About this exercise >> Reproduce the line containing "Double-check request: the grey" and every line after it through the end of the records. Include nothing else.

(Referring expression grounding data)
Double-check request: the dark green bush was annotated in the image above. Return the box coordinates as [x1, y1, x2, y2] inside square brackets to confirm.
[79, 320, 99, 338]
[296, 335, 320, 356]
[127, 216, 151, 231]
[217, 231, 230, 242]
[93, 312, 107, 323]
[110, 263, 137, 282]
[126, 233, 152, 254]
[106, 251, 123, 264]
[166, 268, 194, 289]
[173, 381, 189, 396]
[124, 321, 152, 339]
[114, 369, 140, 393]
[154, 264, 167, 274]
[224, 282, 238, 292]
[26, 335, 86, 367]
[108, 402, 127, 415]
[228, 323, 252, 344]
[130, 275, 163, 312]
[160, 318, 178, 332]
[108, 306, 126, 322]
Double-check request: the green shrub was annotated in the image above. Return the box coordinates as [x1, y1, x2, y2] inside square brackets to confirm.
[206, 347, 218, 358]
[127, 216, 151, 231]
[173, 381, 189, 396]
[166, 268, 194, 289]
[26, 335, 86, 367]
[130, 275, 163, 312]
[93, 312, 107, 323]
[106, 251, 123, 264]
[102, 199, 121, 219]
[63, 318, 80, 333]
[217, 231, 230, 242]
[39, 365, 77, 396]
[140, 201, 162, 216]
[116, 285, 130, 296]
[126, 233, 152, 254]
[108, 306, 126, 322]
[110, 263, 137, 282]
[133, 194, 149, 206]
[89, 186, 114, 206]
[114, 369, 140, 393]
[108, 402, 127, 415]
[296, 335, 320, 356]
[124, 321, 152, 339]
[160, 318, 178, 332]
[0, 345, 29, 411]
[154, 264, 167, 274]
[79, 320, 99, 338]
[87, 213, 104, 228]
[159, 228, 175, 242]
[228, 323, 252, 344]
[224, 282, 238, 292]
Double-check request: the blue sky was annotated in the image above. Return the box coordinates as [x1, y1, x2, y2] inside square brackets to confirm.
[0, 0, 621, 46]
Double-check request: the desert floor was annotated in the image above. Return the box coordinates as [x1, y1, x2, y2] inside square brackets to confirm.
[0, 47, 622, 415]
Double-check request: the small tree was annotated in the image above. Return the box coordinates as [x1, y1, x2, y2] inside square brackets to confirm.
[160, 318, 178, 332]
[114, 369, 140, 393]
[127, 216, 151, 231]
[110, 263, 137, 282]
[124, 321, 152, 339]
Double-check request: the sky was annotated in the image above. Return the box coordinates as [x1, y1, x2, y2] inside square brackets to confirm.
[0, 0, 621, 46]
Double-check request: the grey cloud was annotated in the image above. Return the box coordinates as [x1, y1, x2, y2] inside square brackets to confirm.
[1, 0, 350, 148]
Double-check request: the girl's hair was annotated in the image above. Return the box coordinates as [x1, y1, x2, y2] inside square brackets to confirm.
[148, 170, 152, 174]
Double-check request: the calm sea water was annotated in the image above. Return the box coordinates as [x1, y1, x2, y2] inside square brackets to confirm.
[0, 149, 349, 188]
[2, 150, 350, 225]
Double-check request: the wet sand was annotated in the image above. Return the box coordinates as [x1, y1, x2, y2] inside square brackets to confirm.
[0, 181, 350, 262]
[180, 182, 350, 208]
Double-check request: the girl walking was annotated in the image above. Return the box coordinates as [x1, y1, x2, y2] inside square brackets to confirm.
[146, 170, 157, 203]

Answer >>
Double-check request: the grey cloud was annotated in the image above. Return the box coordinates as [x1, y1, x2, y2] inside square brackets to confirm.
[1, 0, 350, 148]
Double-check request: the girl's hair was annotated in the image above. Return the box coordinates as [x1, y1, x2, y2] inside square brackets to confirm.
[148, 170, 152, 174]
Double-check request: the calm sea water was annotated in the image above. Return the box coordinates as [x1, y1, x2, y2] inside square brackets to confirm.
[0, 149, 349, 188]
[2, 150, 350, 225]
Double-check request: the wet sand was annotated in the image above. Return the box coordinates as [x1, y1, x2, y2] inside square brackets to confirm.
[0, 181, 350, 262]
[180, 182, 350, 208]
Double-check request: the girl walking was annotated in the image above. Return the box coordinates as [x1, y1, x2, y2] inside square brackets to confirm.
[146, 170, 157, 203]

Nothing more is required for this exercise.